+++ Фрагмент текста
Но пафос, содержание и, конечно, метод литературоведения (любой школы) совершенно иные.

Прежде всего, литературоведческая работа не может быть оценочна. Литературовед одинаково заинтересован Пушкиным и Кукольником, Пастернаком и Долматовским не потому, что он всеяден, а потому, что он обращается к тому или иному автору с целью выявить структурные (в том числе и в до-, и в постструктуралистском смысле) особенности процесса создания автором литературного текста, бытования этого текста как такового и его (текста) прагматики, участия в культурном процессе.

Последняя область литературоведения включает в себя и аксиологический аспект, но лишь при строго системном подходе. Как литературовед я не могу рассуждать, почему Бродский лучше или хуже Кушнера или Дмитрия Острового, тем более, апеллируя к своему собственному религиозно-философскому опыту, это было бы и некорректно, и непрактично — таким путём никого, кроме заведомых единомышленников, не убедишь. Задача литературоведческой аксиологии — очертить возможно точнее и подробнее контуры той культурно-исторической модели, которая вырабатывает свою ценностей незыблемую скалу, которая помещает Бродского выше или ниже Кушнера (или Анатолия Чепурова).

Выступление Колкера неприемлемо в научной дискуссии ещё и потому, что даже важнейшие для своих построений термины — "романтизм", "консерватизм", "модернизм", "авангардизм" — он не считает нужным определить. Между тем, без таких дефиниций серьёзному читателю просто трудно понять Колкера. На каждом шагу возникают сомнения. Взять, например, как он употребляет термин "романтизм" (см. стр. 15 и др.). Похоже, что романтизм для него это литературное течение, для которого характерен образ автора, лирического героя, противопоставляющего себя обществу, презирающего толпу, "странного человека" почти в духе штабс-капитана Солёного. Но ведь для романтизма не менее характерно и беспрецедентно пристальное внимание к "другим" людям. Надо ли объяснять — даже странно — такому образованному автору, как Колкер, что и романтическая ирония — это сложная система философствования, а не презрительная насмешка надо всем и вся, как он это пытается представить в пылу полемики.

Ещё хуже обстоит дело с использованием таких понятий, как "модернизм" и "авангардизм". Уже то, что Колкер уверенно ставит между ними знак равенства дисквалифицирует его, на мой взгляд, как участника научной дискуссии о поэтике Бродского (равно как и Ахматовой, и Маяковского, и Ходасевича, и любого другого художника, работавшего в период модернизма, ок. 1860 – ок.1940 г.г.).
++++++
▶ _Постановка задачи A_
Подсчитайте строки в записях, где встречается строка «cluster». В ответе укажите только число.
Текст о литературоведении и записи никак не связаны между собой.
+++ Данные для обработки
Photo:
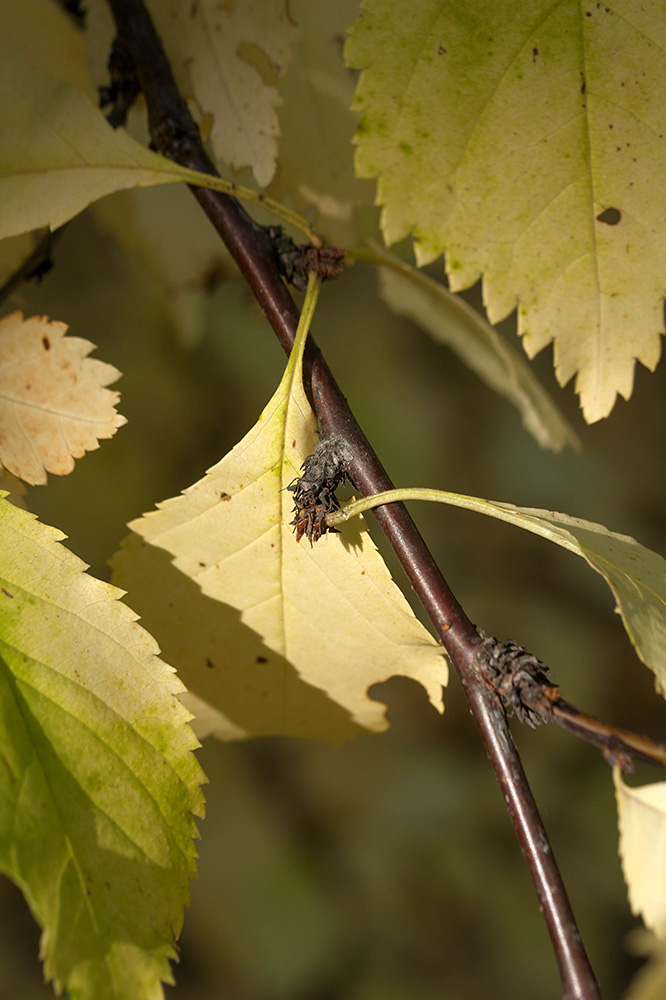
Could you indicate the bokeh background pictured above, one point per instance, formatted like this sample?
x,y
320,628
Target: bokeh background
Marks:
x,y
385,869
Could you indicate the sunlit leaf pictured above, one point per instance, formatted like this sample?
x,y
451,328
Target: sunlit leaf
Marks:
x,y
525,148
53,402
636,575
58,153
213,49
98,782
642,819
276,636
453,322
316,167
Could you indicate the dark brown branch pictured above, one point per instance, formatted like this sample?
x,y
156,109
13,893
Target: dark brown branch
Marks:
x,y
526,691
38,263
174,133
++++++
+++ Данные для обработки
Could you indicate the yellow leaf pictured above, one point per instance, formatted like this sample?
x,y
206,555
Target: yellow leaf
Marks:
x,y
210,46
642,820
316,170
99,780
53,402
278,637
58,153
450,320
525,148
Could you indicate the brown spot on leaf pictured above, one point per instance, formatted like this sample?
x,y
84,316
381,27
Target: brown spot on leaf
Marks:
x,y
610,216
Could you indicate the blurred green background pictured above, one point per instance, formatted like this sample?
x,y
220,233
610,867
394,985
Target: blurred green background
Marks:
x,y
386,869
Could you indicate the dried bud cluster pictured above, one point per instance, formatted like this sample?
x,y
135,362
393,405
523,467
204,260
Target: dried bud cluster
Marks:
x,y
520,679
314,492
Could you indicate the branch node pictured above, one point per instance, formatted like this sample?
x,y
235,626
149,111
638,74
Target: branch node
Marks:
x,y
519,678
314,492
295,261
++++++
▶ _Постановка задачи B_
Верните дословно отрывок из текста о литературоведении, начиная со слов «Но пафос, содержание» и заканчивая словами «в культурном процессе.».

▶ _Полный ответ A_
2

▶ _Полный ответ B_
Но пафос, содержание и, конечно, метод литературоведения (любой школы) совершенно иные.

Прежде всего, литературоведческая работа не может быть оценочна. Литературовед одинаково заинтересован Пушкиным и Кукольником, Пастернаком и Долматовским не потому, что он всеяден, а потому, что он обращается к тому или иному автору с целью выявить структурные (в том числе и в до-, и в постструктуралистском смысле) особенности процесса создания автором литературного текста, бытования этого текста как такового и его (текста) прагматики, участия в культурном процессе.